What you will do. Copy out exactly every line from the line containing "form [666, 521]." until the records below end, inclusive of both boundary lines.

Records supplied.

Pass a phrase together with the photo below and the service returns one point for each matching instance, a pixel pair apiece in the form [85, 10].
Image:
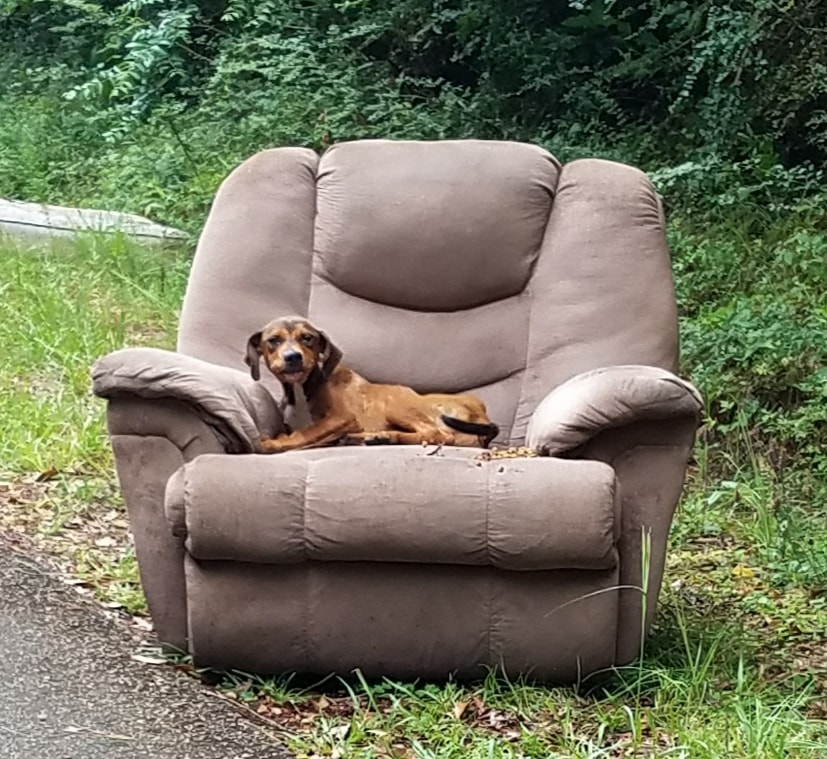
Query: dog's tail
[486, 431]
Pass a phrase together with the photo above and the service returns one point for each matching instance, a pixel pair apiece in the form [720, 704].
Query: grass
[737, 664]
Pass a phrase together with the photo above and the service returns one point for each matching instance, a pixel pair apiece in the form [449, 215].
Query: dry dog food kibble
[507, 453]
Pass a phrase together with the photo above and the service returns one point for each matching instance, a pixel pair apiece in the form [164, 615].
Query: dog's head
[293, 350]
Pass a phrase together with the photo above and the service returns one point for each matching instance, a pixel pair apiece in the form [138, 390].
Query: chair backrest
[447, 266]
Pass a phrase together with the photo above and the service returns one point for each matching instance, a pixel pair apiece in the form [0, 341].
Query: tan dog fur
[345, 406]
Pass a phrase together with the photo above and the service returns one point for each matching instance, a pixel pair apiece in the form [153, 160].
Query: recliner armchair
[470, 266]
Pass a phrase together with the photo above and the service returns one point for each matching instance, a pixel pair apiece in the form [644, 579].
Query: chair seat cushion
[397, 504]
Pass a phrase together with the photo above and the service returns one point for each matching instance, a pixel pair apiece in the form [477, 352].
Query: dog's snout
[292, 359]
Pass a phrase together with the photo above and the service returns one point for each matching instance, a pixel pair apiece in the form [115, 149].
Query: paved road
[69, 690]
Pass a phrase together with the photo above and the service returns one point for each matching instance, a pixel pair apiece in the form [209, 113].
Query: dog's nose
[292, 360]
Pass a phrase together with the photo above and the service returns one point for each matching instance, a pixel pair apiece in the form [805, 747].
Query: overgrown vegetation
[145, 105]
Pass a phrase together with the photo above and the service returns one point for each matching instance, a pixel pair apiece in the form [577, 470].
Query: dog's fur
[346, 407]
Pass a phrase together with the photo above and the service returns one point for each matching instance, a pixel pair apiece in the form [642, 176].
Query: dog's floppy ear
[329, 357]
[253, 355]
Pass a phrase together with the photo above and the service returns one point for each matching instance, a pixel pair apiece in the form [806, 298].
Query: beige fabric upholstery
[406, 506]
[582, 407]
[239, 410]
[454, 266]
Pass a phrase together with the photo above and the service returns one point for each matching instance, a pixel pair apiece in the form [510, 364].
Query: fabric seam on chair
[305, 486]
[488, 593]
[531, 304]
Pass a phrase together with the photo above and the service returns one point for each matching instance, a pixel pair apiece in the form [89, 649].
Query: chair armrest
[238, 409]
[615, 396]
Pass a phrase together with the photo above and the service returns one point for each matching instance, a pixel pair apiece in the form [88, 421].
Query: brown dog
[345, 406]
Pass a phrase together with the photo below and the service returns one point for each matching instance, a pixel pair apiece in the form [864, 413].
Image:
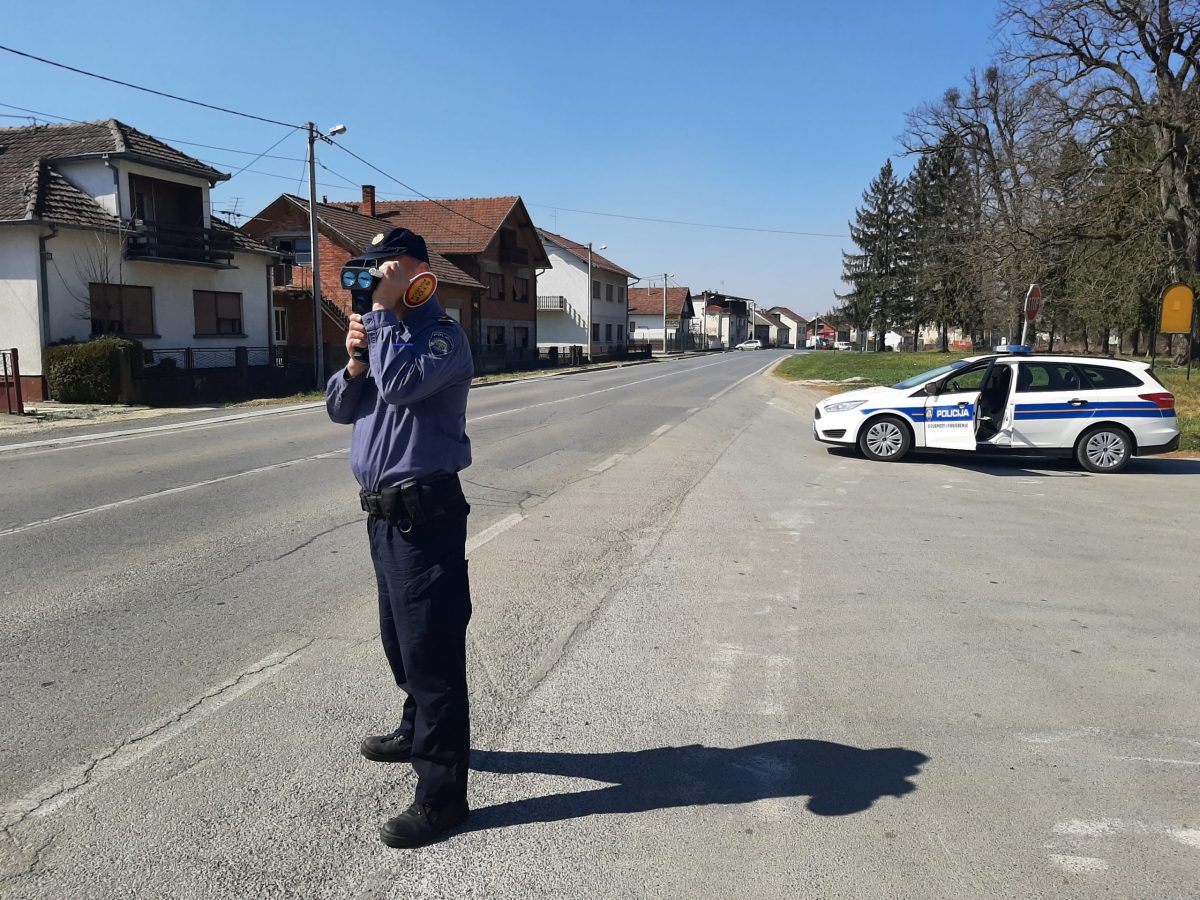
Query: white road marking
[491, 532]
[607, 463]
[1079, 865]
[167, 492]
[1191, 837]
[1090, 828]
[157, 429]
[603, 390]
[1156, 759]
[725, 390]
[53, 796]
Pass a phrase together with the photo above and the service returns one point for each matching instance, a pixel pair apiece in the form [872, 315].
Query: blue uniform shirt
[409, 408]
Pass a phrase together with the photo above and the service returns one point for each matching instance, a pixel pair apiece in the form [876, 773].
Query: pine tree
[877, 273]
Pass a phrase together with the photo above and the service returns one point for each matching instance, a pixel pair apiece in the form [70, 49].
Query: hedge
[87, 372]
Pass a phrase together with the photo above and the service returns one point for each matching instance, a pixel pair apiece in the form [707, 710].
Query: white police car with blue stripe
[1099, 411]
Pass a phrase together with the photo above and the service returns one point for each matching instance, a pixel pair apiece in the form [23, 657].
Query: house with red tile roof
[582, 292]
[649, 306]
[493, 240]
[342, 233]
[107, 229]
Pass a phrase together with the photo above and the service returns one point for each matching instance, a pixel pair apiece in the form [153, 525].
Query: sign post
[1176, 312]
[1032, 307]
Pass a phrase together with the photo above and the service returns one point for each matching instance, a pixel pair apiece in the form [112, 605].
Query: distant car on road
[1099, 411]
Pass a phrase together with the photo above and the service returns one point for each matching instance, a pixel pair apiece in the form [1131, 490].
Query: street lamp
[315, 250]
[587, 328]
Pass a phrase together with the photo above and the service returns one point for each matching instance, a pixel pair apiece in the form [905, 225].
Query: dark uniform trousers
[424, 610]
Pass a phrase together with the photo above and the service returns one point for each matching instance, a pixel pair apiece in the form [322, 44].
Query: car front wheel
[1104, 449]
[885, 439]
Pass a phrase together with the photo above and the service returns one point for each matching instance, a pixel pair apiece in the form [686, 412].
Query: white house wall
[568, 276]
[96, 179]
[172, 285]
[19, 312]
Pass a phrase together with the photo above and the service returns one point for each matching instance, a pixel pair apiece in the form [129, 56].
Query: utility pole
[318, 331]
[665, 276]
[587, 327]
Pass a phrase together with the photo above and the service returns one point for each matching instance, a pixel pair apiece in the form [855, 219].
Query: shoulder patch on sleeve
[441, 343]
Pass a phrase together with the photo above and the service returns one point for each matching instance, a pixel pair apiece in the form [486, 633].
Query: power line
[693, 225]
[286, 136]
[147, 90]
[156, 137]
[409, 187]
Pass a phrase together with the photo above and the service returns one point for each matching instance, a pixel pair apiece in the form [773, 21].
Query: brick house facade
[342, 233]
[495, 243]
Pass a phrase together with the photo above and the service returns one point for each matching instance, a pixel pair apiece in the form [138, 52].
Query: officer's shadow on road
[837, 779]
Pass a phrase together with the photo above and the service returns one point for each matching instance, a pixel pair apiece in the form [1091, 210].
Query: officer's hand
[355, 337]
[393, 286]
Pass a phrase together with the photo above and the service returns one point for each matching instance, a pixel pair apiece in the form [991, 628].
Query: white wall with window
[568, 277]
[161, 304]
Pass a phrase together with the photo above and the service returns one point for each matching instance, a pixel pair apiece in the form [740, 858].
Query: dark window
[967, 381]
[299, 249]
[217, 312]
[121, 310]
[1035, 377]
[1109, 377]
[166, 203]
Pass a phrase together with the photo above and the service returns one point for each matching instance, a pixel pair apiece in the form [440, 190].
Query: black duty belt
[413, 504]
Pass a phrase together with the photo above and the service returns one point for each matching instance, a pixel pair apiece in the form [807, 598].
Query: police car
[1097, 409]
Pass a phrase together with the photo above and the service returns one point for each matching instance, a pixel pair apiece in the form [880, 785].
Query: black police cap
[397, 243]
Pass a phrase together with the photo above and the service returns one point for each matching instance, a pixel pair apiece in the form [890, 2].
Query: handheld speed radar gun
[361, 277]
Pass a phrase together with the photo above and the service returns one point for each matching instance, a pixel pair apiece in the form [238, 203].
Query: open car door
[951, 413]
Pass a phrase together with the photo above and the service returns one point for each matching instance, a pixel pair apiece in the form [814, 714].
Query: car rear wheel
[885, 439]
[1104, 449]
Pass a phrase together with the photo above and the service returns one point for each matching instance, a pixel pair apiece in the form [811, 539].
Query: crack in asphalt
[319, 534]
[85, 778]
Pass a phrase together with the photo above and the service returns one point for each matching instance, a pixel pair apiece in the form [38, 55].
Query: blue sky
[760, 114]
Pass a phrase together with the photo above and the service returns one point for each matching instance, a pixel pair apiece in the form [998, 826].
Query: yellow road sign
[1176, 316]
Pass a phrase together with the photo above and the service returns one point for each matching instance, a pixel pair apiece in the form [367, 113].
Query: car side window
[1109, 377]
[970, 379]
[1035, 377]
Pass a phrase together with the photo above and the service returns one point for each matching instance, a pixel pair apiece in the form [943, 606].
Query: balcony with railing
[179, 244]
[515, 256]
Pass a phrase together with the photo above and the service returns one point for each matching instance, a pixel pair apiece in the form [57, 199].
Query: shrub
[87, 372]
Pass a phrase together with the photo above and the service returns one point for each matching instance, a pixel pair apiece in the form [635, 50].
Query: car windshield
[930, 375]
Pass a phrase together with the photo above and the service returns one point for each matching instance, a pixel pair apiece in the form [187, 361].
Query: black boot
[388, 748]
[419, 825]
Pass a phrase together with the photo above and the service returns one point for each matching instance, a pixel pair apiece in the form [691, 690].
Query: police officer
[408, 406]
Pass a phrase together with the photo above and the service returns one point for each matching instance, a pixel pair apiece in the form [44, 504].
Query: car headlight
[845, 406]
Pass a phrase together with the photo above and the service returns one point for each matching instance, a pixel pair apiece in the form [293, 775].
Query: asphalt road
[708, 658]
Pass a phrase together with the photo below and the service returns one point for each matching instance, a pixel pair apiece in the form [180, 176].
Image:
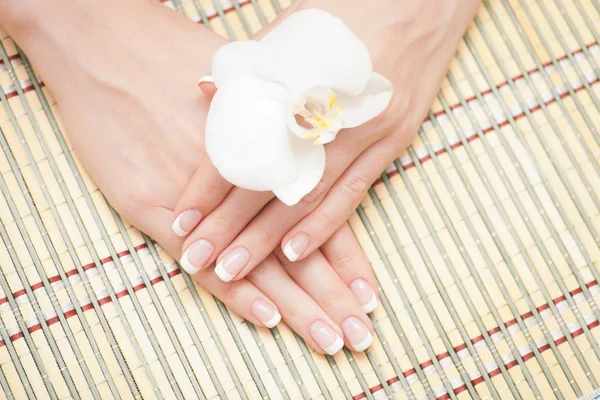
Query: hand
[411, 43]
[134, 115]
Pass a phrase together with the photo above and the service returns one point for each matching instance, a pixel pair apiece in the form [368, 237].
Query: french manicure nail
[266, 313]
[196, 256]
[186, 221]
[232, 264]
[326, 337]
[294, 248]
[357, 333]
[364, 294]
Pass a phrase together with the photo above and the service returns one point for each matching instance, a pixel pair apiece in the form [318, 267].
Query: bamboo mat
[484, 237]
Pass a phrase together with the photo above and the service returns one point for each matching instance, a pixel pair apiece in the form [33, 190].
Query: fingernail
[232, 264]
[326, 337]
[196, 256]
[364, 294]
[294, 248]
[266, 313]
[186, 221]
[357, 333]
[206, 79]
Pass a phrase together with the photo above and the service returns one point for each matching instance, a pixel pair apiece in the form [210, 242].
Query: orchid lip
[274, 110]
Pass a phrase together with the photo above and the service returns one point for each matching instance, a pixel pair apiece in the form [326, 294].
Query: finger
[297, 308]
[265, 231]
[220, 227]
[241, 296]
[207, 85]
[204, 193]
[317, 278]
[342, 199]
[349, 261]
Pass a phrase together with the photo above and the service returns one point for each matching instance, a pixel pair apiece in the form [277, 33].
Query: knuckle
[257, 274]
[315, 195]
[221, 224]
[212, 192]
[262, 235]
[232, 291]
[343, 261]
[331, 301]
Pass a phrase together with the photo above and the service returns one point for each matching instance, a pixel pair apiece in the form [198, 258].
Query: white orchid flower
[280, 99]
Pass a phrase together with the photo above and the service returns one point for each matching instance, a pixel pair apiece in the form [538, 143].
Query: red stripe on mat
[485, 132]
[491, 374]
[225, 10]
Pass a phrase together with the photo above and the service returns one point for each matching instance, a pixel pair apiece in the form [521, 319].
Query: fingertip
[186, 222]
[296, 246]
[222, 273]
[207, 85]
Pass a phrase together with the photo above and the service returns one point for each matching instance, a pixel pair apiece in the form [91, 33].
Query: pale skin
[124, 75]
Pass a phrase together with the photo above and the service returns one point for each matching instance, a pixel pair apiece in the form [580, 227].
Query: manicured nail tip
[187, 266]
[365, 344]
[290, 253]
[222, 273]
[273, 321]
[206, 79]
[371, 305]
[335, 347]
[177, 228]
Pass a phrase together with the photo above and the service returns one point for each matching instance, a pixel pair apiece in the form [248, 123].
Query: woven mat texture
[484, 237]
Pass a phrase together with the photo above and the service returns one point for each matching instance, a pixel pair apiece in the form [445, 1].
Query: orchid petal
[233, 59]
[247, 138]
[311, 158]
[369, 104]
[314, 48]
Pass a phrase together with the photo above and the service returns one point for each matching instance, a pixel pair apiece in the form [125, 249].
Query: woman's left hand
[410, 43]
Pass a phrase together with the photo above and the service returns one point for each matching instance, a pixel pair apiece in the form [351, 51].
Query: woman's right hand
[134, 116]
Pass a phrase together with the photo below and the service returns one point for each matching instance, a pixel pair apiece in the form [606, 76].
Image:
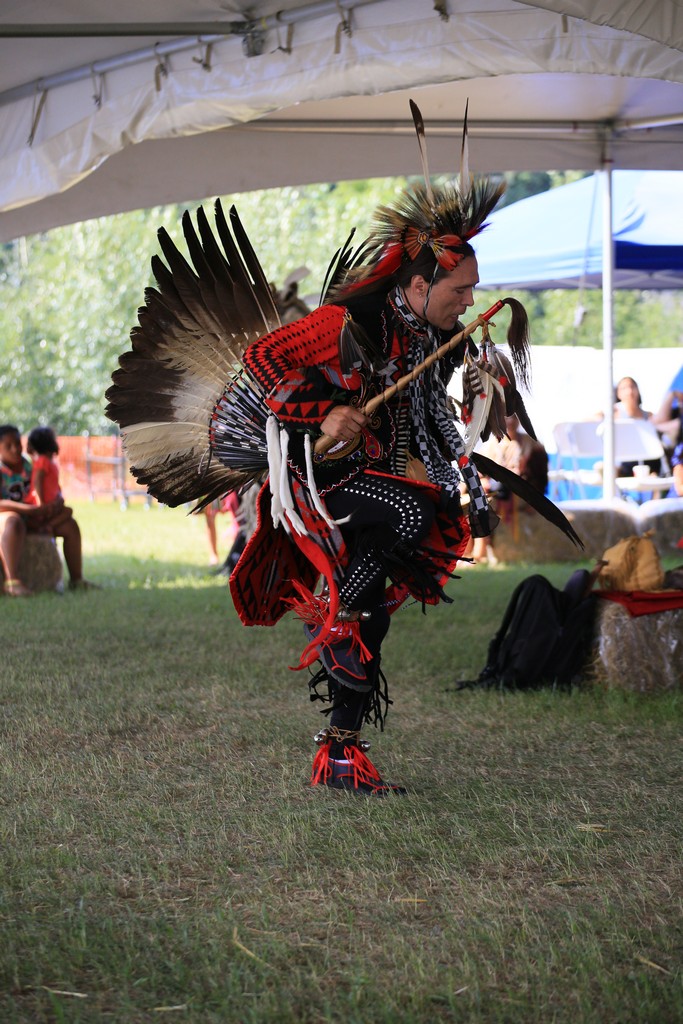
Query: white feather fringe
[310, 481]
[286, 498]
[274, 469]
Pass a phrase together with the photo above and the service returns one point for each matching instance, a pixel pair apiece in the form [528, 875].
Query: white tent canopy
[116, 108]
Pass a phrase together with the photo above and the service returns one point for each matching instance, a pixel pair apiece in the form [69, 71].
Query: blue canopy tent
[554, 240]
[621, 228]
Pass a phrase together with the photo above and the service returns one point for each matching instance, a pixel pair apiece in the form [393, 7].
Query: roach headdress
[426, 219]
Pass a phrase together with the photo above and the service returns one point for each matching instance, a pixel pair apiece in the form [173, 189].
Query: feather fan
[527, 493]
[193, 423]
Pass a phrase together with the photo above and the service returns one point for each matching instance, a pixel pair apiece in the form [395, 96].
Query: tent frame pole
[608, 468]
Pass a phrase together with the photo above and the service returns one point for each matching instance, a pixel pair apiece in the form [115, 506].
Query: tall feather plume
[191, 421]
[465, 156]
[422, 146]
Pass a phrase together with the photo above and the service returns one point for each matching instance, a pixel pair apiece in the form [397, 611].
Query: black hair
[42, 441]
[425, 262]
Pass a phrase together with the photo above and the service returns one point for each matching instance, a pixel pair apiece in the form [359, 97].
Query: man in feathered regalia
[347, 412]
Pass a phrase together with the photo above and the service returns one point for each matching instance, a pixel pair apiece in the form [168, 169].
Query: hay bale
[40, 565]
[642, 653]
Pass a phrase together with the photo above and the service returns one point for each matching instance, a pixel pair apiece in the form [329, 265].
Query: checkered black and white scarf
[429, 404]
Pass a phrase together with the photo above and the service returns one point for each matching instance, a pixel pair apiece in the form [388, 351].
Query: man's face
[452, 295]
[10, 451]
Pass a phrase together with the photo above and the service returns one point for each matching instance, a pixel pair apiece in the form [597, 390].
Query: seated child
[42, 446]
[18, 516]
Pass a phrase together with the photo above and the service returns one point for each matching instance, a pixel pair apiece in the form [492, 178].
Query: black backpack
[545, 636]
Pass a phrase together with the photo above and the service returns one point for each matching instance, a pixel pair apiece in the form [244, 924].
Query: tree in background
[69, 298]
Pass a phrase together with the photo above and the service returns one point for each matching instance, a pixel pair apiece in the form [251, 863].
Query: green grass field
[164, 859]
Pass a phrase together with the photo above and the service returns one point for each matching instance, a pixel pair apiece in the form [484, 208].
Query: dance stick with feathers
[518, 325]
[193, 421]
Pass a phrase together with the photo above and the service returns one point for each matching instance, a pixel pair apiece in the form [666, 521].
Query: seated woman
[629, 406]
[17, 517]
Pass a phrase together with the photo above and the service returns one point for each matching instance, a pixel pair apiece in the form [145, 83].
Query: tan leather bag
[632, 564]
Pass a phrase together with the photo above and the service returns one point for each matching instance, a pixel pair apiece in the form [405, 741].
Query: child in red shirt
[42, 446]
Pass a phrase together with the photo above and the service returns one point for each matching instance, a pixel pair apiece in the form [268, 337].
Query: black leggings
[386, 510]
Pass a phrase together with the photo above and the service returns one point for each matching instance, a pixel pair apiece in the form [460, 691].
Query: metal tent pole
[607, 329]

Finished task.
Pass a phrase together with the photo above and the service returns one point for each matching instance, a pixel pair apiece in the form [666, 521].
Query: seated woman
[629, 406]
[17, 517]
Pass a phrase together with the photo above and the service returns one point for each matching instance, a pixel pair apiece in the form [145, 83].
Query: tan leather bag
[632, 564]
Pass a phrase together with the photo above and the service returns one point for each matching instance, a pixel pair apiece in the form [405, 741].
Query: child in red shirt
[42, 446]
Pass a phrase together with the photo above and the service returns one point for each matching instance, a pixel pair apiece in the form [268, 337].
Query: black leggings
[386, 510]
Pass a phrase together with the photo above and the service returns one point for each matching instance, a pixel pair apiece in the form [460, 691].
Query: metal tent pole
[607, 329]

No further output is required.